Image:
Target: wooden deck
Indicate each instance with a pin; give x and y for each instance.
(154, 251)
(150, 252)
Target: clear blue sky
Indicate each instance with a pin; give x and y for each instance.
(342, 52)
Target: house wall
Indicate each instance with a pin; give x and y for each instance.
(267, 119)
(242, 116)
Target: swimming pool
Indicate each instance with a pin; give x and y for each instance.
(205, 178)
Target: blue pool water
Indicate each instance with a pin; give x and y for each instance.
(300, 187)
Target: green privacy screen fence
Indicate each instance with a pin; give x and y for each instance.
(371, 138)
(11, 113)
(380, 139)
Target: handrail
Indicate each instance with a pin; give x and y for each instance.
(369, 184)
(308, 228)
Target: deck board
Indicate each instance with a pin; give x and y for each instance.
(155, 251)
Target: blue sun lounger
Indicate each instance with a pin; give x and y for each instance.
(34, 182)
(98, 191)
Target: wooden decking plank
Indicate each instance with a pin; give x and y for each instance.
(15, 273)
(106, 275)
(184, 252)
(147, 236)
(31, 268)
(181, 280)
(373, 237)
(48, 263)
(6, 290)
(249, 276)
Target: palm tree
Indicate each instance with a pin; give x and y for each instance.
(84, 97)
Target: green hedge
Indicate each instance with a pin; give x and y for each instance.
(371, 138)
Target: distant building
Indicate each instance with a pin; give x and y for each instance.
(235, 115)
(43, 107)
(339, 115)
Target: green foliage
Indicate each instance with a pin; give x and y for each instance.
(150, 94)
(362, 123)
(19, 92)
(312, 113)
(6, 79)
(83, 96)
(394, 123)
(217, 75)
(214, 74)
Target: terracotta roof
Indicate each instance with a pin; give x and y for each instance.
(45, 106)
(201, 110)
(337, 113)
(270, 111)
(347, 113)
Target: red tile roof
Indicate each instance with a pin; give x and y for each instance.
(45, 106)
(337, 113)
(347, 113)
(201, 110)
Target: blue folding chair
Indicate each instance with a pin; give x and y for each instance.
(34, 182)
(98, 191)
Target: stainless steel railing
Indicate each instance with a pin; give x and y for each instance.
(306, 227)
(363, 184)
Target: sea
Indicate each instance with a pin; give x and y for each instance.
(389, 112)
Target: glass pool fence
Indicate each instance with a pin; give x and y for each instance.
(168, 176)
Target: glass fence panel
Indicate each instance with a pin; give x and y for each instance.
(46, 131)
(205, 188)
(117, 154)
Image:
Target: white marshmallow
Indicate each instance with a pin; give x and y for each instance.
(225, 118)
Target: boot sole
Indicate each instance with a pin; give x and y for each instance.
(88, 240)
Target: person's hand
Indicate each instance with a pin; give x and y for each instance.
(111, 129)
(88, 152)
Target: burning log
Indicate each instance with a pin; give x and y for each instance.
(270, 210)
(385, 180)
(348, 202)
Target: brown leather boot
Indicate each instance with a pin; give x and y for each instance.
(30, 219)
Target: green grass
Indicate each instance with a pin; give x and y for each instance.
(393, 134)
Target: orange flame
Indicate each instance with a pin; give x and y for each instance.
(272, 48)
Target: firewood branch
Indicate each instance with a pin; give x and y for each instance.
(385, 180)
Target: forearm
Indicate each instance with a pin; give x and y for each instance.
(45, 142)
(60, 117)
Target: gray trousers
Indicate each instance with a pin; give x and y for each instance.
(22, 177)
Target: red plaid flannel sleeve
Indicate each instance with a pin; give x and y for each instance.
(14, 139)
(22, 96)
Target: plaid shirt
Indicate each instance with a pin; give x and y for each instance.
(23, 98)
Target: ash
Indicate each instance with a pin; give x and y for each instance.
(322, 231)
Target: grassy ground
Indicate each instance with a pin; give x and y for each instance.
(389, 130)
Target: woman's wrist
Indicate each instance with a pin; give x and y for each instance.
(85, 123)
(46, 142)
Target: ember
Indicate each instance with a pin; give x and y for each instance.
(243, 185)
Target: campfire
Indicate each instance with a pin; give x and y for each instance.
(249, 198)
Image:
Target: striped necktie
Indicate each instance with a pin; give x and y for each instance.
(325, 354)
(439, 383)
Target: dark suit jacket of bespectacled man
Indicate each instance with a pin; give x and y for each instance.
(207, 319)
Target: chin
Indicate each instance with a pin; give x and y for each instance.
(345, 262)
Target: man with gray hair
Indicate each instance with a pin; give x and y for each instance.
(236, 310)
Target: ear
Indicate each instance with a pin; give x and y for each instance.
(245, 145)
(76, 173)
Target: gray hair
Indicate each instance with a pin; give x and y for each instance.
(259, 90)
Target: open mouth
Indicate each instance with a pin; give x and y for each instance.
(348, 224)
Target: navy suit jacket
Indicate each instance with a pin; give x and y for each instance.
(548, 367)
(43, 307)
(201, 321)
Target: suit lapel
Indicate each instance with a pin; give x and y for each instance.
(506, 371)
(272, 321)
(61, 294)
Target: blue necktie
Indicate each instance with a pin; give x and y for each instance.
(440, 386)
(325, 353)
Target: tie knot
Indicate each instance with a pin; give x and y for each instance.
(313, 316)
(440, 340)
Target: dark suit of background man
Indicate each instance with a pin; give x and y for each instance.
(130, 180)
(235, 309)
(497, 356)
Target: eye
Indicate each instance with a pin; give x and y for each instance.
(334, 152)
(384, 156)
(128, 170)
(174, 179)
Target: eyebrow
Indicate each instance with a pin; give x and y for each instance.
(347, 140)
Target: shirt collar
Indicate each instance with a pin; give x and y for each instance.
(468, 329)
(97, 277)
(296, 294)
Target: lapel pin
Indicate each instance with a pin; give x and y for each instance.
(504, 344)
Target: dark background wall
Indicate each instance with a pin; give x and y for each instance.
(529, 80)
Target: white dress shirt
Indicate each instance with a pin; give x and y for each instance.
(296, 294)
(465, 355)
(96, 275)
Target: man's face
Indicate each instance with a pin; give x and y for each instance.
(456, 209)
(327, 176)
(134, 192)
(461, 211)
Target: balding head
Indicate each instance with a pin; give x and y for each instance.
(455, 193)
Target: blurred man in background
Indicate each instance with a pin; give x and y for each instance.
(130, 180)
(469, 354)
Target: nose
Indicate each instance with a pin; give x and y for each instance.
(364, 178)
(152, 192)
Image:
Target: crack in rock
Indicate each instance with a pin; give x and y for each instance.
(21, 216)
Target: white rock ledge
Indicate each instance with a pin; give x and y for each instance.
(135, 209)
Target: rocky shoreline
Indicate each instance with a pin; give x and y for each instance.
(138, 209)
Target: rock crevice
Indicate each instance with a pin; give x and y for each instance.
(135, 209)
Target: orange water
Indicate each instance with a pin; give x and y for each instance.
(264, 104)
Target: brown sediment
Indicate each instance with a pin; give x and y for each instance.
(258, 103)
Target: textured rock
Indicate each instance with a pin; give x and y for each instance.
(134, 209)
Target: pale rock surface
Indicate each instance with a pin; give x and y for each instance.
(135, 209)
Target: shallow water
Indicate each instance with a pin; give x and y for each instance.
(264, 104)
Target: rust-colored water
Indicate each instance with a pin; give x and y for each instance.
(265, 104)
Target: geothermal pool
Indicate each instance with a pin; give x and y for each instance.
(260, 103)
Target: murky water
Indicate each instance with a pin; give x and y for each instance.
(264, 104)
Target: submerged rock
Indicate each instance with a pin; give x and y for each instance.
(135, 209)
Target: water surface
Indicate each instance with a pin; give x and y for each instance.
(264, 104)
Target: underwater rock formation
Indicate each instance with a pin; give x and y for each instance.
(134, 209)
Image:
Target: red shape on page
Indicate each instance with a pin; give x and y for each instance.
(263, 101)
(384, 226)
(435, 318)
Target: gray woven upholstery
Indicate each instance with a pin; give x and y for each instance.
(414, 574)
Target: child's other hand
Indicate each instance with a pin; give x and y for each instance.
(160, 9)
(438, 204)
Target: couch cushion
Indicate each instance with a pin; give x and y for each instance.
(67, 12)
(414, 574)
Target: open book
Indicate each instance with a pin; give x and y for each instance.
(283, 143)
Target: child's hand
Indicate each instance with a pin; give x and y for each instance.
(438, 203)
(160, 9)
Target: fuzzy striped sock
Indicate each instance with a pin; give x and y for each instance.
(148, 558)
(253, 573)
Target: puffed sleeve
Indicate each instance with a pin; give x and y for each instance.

■ **Description of the task**
Leave out every line before the one containing "Target: gray woven upholstery"; set down that line and all remaining lines of the material exactly.

■ **Written response**
Target: gray woven upholstery
Indicate each instance with a pin; give x and y for each instance.
(414, 574)
Target: child's other hand
Indicate each instance with a pin; give x and y for each instance.
(160, 9)
(438, 204)
Target: couch cushion
Indicate each instance with a pin; give x and y for each instance.
(67, 12)
(414, 574)
Target: open book
Indicate each instance with a pin; give x and y for each instance.
(283, 143)
Target: child's hand
Indicate each instance with a pin; give x and y for each instance.
(438, 203)
(160, 9)
Target: fuzzy striped sock
Indicate each instance with a pin; give x and y for each instance.
(148, 558)
(253, 573)
Target: puffed sleeve
Indicate each instance with a pin; give x and y for each instance.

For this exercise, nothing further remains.